**Task requirements**. Revise the part that opens with the line containing "Exercise. Locate the grassy" and closes with the line containing "Target: grassy slope", changing "grassy slope" to "grassy hillside" and keeping everything else the same. Return only those rows.

=-=-=-=-=

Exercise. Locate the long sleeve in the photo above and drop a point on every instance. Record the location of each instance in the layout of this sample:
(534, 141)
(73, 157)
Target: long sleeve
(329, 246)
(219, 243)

=-=-=-=-=

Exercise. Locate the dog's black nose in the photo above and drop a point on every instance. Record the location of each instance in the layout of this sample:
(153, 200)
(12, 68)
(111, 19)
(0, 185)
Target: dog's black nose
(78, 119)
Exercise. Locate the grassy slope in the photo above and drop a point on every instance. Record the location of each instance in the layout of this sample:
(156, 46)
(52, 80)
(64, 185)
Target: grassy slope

=-=-=-=-=

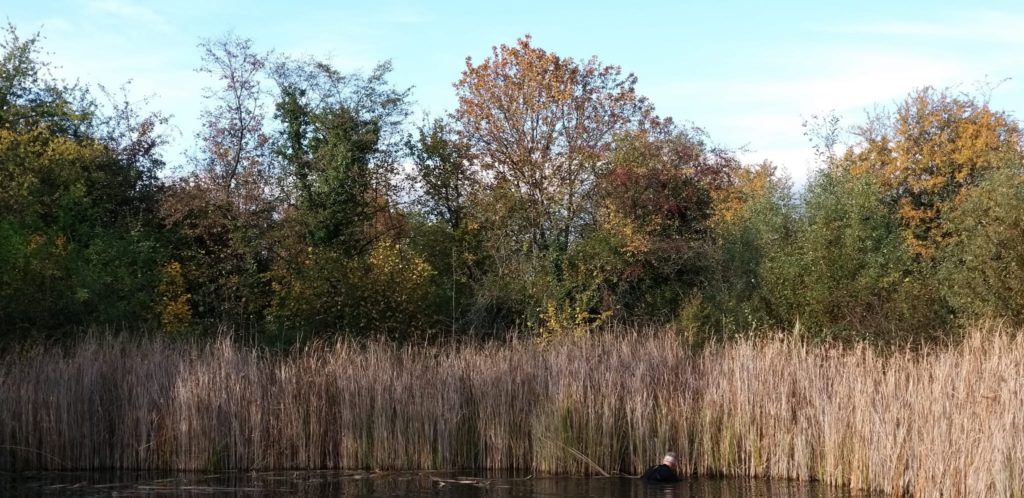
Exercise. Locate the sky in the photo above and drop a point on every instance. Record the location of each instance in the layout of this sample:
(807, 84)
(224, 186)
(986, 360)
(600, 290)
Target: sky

=-=-=-=-=

**Task result**.
Exercise. Locate the grassy hillside in the photo above and drop a point on every instance. Record the location of each instance in the layout of this sample:
(156, 46)
(52, 80)
(64, 185)
Target: grassy hillside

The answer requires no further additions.